_Exercise goal_
Rewrite the following lines as a Markdown table with two columns, Row and Line, numbering each line in order and omitting any blank lines.

==== Records

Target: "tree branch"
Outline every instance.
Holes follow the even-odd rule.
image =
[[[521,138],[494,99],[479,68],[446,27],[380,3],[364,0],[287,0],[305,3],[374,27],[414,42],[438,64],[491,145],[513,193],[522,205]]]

========

_Full solution_
| Row | Line |
|---|---|
| 1 | Target: "tree branch" |
| 2 | Outline every instance. |
| 3 | Holes follow the even-odd rule. |
| 4 | image = |
| 5 | [[[521,138],[494,99],[479,68],[446,27],[380,3],[364,0],[287,0],[305,3],[374,27],[414,42],[438,64],[491,145],[513,193],[522,205]]] |